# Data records
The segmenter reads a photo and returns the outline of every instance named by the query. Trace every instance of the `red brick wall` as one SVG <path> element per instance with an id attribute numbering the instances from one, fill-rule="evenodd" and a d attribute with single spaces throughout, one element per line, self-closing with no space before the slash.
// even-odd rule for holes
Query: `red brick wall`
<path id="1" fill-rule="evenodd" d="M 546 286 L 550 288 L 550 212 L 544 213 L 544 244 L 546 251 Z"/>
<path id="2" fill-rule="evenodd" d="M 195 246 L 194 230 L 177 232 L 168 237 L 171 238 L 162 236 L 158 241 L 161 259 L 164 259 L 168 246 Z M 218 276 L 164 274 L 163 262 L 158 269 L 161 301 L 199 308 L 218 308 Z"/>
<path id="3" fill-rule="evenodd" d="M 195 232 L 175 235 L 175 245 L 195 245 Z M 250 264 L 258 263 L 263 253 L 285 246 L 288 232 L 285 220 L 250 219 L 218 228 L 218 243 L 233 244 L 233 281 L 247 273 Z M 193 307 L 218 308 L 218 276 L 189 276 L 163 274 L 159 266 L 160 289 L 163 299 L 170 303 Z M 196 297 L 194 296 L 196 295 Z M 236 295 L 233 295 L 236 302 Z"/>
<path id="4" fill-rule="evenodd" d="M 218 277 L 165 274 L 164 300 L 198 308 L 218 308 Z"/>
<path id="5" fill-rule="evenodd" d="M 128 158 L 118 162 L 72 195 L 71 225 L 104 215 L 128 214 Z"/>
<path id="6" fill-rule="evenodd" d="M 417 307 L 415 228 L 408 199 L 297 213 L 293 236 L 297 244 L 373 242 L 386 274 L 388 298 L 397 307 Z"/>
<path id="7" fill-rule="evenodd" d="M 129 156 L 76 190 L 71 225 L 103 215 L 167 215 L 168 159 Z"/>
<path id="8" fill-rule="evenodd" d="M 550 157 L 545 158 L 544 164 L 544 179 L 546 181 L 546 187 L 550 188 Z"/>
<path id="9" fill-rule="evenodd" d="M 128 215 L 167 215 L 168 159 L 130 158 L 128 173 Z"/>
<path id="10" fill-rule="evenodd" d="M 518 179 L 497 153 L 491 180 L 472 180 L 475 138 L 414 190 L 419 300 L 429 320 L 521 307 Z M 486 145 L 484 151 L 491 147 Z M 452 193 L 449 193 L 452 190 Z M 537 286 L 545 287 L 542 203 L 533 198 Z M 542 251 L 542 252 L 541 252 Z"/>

# WHAT IS EXPECTED
Return every line of the material exactly.

# SOLVED EXERCISE
The segmenter reads a photo and returns the outline of every instance named by the query. Trace every instance of the `red brick wall` as one SVG <path> element per instance with an id attribute numbering the instances from one, fill-rule="evenodd" and a d attribute with single spaces throughout, one element per line, self-closing with no space before the slash.
// even-odd rule for holes
Query: `red brick wall`
<path id="1" fill-rule="evenodd" d="M 546 286 L 550 288 L 550 212 L 544 213 L 544 244 L 546 251 Z"/>
<path id="2" fill-rule="evenodd" d="M 195 246 L 194 230 L 177 232 L 168 237 L 171 238 L 162 236 L 158 241 L 161 259 L 164 259 L 168 246 Z M 218 276 L 164 274 L 163 262 L 158 269 L 161 301 L 199 308 L 218 308 Z"/>
<path id="3" fill-rule="evenodd" d="M 195 232 L 175 235 L 175 245 L 195 245 Z M 250 264 L 258 263 L 263 253 L 285 246 L 288 232 L 285 220 L 250 219 L 218 228 L 218 243 L 233 244 L 233 281 L 247 273 Z M 193 307 L 218 308 L 218 276 L 189 276 L 163 274 L 159 266 L 160 289 L 163 299 L 170 303 Z M 196 297 L 194 296 L 196 295 Z M 236 295 L 233 295 L 236 302 Z"/>
<path id="4" fill-rule="evenodd" d="M 218 277 L 165 274 L 164 300 L 198 308 L 218 308 Z"/>
<path id="5" fill-rule="evenodd" d="M 128 158 L 118 162 L 72 195 L 71 225 L 104 215 L 128 214 Z"/>
<path id="6" fill-rule="evenodd" d="M 417 307 L 415 228 L 408 199 L 297 213 L 293 236 L 297 244 L 373 242 L 386 274 L 388 298 L 397 307 Z"/>
<path id="7" fill-rule="evenodd" d="M 129 156 L 76 190 L 71 225 L 103 215 L 167 215 L 168 159 Z"/>
<path id="8" fill-rule="evenodd" d="M 550 157 L 545 158 L 544 164 L 544 179 L 546 181 L 546 187 L 550 188 Z"/>
<path id="9" fill-rule="evenodd" d="M 128 215 L 167 215 L 168 159 L 130 158 L 128 173 Z"/>
<path id="10" fill-rule="evenodd" d="M 518 179 L 497 153 L 491 180 L 472 180 L 475 138 L 414 190 L 419 300 L 429 320 L 521 307 Z M 486 145 L 484 151 L 491 147 Z M 452 193 L 449 193 L 452 190 Z M 537 286 L 545 287 L 542 203 L 533 198 Z M 542 251 L 542 252 L 541 252 Z"/>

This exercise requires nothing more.